**TO BE DONE**
Update the lines from the one holding "Do you see the windshield" through the one holding "47,23 -> 352,223", both included, so that "window glass" becomes "side window" and nothing else changes. Return only those lines.

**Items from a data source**
....................
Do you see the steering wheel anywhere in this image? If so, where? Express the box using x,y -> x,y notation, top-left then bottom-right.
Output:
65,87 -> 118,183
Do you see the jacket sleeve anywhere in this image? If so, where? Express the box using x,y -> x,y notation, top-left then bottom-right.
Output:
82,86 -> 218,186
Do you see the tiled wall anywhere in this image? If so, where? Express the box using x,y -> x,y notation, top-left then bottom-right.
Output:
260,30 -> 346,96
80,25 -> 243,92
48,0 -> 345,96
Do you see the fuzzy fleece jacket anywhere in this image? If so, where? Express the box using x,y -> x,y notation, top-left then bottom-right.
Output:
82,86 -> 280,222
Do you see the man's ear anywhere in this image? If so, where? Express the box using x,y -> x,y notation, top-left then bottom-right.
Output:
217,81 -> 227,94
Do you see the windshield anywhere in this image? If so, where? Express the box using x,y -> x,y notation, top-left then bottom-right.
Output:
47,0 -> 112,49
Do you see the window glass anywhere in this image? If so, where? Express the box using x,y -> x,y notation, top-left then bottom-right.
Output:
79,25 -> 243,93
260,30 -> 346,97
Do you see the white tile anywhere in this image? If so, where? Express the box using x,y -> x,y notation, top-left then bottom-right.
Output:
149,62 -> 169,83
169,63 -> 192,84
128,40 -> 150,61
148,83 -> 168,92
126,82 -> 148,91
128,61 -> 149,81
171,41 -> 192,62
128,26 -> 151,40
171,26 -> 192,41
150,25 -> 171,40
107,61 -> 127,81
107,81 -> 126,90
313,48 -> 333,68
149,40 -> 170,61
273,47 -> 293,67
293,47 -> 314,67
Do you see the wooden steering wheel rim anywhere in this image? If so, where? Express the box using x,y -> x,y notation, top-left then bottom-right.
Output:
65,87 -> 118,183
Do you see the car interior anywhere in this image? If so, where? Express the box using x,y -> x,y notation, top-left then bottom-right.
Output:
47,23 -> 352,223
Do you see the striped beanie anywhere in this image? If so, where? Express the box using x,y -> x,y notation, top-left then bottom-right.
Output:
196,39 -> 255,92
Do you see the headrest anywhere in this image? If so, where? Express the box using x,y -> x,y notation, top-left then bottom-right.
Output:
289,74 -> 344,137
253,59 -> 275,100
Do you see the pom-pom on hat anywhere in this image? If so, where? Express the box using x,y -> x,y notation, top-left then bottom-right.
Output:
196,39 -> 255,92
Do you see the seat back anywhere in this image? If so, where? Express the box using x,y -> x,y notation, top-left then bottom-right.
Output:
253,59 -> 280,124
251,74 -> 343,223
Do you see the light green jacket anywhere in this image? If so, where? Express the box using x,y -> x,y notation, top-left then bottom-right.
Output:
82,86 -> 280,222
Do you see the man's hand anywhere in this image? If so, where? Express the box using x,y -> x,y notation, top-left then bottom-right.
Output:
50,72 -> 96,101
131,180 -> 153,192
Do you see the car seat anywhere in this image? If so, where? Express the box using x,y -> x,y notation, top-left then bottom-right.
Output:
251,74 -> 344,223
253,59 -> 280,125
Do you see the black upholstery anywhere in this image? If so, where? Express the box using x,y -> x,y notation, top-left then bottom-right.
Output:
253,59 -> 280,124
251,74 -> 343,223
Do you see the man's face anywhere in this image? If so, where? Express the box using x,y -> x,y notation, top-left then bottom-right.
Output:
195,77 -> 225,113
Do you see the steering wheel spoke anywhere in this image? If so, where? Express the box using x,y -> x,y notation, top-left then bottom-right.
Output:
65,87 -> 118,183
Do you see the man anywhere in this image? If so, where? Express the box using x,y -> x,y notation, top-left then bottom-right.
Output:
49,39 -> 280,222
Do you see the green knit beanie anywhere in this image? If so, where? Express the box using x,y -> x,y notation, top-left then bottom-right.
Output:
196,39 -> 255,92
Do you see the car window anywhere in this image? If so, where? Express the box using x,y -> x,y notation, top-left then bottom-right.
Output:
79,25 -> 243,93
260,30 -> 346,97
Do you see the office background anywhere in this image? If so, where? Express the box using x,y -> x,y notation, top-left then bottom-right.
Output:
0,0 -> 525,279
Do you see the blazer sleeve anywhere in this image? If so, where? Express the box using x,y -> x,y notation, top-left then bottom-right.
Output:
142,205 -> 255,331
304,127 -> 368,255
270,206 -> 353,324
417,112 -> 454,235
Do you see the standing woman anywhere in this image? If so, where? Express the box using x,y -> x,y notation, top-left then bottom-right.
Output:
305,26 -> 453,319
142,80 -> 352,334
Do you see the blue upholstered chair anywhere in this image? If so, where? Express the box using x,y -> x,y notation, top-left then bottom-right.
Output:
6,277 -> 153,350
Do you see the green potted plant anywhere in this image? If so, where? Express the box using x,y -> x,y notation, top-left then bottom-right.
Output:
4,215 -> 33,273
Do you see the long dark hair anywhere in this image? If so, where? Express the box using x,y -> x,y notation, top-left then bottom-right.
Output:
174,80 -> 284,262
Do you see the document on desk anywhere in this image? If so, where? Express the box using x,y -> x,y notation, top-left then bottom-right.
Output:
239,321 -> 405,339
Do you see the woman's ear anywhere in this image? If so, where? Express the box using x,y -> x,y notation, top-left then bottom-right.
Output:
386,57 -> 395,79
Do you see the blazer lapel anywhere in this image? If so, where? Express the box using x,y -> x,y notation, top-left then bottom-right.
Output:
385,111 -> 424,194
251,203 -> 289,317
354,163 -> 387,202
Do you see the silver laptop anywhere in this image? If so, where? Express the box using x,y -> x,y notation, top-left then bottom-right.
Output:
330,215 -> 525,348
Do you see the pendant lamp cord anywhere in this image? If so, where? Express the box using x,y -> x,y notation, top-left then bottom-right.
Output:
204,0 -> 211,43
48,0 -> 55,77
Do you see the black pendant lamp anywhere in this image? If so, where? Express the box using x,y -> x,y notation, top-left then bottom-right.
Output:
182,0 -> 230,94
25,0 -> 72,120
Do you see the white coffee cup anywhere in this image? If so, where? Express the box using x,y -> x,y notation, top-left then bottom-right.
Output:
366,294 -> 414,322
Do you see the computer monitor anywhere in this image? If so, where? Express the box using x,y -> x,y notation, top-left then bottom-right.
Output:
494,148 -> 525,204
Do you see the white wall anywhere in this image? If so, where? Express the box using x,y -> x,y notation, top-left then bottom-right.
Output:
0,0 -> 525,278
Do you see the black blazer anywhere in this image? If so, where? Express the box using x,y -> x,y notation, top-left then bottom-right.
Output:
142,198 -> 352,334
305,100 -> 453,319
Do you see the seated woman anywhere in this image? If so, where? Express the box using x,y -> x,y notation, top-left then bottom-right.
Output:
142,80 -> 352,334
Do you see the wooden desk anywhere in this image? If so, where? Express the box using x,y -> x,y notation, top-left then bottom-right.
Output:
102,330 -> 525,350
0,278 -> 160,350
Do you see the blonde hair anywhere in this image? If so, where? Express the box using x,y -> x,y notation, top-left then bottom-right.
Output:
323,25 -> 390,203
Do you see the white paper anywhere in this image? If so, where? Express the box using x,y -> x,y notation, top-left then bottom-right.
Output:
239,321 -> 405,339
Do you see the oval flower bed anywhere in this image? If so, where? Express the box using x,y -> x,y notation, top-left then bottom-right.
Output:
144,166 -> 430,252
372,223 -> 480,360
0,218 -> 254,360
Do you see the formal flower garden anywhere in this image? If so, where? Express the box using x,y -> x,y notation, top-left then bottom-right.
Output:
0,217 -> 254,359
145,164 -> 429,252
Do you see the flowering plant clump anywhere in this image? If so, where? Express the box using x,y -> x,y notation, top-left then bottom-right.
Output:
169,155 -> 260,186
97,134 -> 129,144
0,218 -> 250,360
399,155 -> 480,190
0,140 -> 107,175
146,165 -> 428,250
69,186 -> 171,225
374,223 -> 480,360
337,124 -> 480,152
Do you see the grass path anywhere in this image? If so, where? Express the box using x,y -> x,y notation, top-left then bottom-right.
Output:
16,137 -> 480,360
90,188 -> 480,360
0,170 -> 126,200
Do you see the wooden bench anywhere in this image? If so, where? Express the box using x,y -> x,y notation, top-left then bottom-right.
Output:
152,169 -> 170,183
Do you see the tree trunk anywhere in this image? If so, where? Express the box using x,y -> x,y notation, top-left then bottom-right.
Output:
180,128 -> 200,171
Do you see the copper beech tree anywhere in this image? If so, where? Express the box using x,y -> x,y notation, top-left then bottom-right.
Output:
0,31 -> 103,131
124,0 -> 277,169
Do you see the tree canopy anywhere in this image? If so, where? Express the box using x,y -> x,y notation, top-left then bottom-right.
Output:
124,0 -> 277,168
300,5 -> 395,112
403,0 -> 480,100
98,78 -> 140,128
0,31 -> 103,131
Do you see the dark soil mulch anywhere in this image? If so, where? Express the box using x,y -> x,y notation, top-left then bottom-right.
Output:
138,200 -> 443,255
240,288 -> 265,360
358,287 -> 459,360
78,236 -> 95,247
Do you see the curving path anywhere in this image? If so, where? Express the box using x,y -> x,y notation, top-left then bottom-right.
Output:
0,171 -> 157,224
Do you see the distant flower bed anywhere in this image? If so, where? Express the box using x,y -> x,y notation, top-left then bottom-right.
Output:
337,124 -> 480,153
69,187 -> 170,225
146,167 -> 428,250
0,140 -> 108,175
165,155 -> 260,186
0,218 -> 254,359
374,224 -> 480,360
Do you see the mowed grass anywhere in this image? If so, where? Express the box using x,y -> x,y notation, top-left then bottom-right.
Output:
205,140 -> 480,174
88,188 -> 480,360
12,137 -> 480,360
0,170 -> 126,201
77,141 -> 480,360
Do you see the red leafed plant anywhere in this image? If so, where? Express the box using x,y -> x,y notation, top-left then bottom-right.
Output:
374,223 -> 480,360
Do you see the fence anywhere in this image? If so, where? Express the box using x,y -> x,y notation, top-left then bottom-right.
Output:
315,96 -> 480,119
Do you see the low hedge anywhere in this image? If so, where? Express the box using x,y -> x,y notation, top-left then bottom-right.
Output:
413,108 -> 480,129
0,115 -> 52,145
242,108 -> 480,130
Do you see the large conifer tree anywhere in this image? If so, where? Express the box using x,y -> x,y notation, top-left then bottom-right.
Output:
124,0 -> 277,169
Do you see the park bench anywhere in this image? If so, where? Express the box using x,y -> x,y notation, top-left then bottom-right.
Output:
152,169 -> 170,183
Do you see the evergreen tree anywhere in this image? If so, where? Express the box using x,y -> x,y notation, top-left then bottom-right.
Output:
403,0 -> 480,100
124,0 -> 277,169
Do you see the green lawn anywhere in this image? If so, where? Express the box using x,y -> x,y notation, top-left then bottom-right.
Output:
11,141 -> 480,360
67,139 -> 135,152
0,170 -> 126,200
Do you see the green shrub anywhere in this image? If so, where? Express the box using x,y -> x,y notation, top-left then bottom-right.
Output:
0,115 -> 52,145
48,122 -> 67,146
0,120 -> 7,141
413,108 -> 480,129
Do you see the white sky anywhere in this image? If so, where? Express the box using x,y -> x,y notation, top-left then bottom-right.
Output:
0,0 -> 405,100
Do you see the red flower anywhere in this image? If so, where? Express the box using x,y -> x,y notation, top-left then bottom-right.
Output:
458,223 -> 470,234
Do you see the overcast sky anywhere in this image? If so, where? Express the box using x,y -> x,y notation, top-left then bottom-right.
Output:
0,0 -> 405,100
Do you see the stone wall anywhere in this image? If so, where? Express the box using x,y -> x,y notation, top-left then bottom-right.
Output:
....................
**WORKED SOLUTION**
Do you see the windshield anywhere in this image? If so, where? Express the box using x,y -> x,y notation, top-left then bottom-right.
Output:
47,0 -> 112,49
Do you see the side window anywhere in this image? If so, where? Express the box using x,y -> x,y notation, top-left then bottom-right.
Output:
79,25 -> 243,93
260,30 -> 346,97
Do you see the white tile anywhere in this image? If so, where? Express the box using x,y -> x,y notation, top-left then bottom-right.
Output:
149,62 -> 169,83
169,63 -> 192,84
128,40 -> 150,61
148,83 -> 168,92
126,82 -> 148,91
128,61 -> 149,81
171,41 -> 192,62
128,26 -> 151,40
171,26 -> 192,41
150,25 -> 171,40
107,61 -> 127,81
107,81 -> 126,90
313,48 -> 333,68
149,40 -> 170,61
273,47 -> 293,67
293,47 -> 314,67
Do you see the wooden steering wheel rim anywhere in this image? If so, where? Express the box using x,y -> x,y notation, top-left then bottom-right.
Output:
65,87 -> 118,183
Do you see the car interior anywhere in this image? If so, where? Express the box using x,y -> x,y notation, top-left then bottom-right.
Output:
47,23 -> 352,223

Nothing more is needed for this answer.